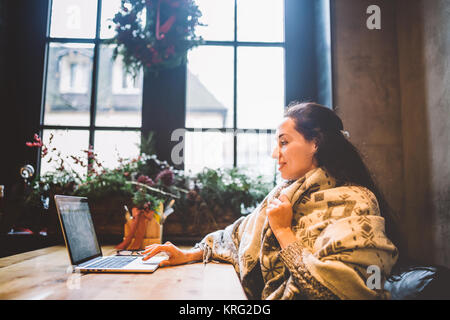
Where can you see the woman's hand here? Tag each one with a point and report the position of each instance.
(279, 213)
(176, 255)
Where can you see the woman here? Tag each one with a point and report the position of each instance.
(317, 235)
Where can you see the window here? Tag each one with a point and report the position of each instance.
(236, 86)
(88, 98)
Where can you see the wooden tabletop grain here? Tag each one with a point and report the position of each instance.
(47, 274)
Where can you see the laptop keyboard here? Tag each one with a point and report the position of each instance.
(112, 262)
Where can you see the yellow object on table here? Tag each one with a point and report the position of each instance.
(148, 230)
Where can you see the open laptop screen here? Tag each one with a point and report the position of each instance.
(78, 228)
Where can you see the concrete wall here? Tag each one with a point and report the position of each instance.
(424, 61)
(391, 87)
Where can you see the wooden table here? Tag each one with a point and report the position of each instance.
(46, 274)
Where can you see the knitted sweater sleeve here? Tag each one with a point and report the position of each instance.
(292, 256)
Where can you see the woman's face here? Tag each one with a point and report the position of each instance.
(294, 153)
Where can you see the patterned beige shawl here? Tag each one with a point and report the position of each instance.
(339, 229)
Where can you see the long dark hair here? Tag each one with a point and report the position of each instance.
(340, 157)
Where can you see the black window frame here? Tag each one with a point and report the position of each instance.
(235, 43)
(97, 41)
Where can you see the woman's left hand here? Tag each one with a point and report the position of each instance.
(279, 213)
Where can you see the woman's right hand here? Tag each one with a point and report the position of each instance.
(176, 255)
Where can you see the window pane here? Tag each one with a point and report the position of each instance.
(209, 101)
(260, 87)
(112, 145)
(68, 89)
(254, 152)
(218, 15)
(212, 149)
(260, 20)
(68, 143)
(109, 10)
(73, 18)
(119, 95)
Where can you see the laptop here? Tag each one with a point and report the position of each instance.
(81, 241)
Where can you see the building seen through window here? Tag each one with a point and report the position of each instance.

==

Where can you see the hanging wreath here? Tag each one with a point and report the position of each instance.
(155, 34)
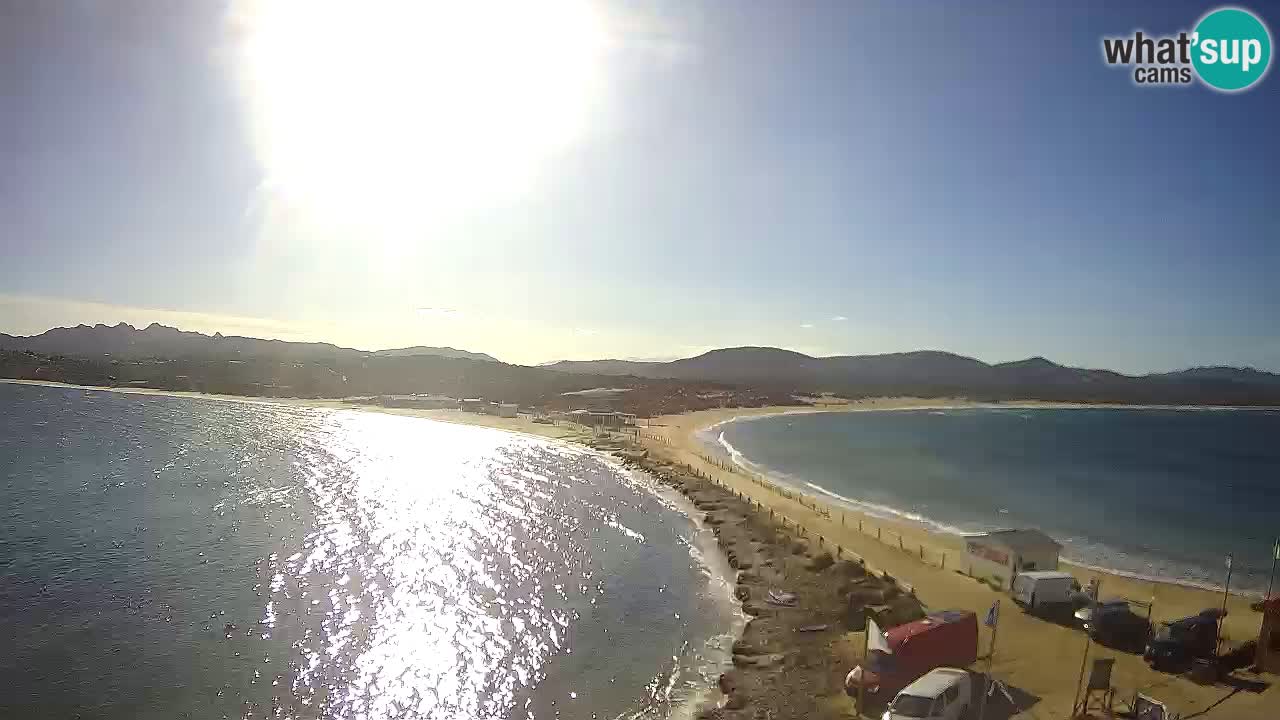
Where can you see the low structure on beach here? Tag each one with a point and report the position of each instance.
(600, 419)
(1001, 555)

_Task goal_
Out of the data above, transcribe exactly and only the lines starting with the line that has "Where can you see the laptop here?" and going on through the line that has "Where can you see the building", both included.

_Response to this task_
Where can you see the laptop here? Tag each one with a point and report the position of each instance.
(81, 241)
Where can you see the building seen through window here? Tag each one with a point and report the position of each instance.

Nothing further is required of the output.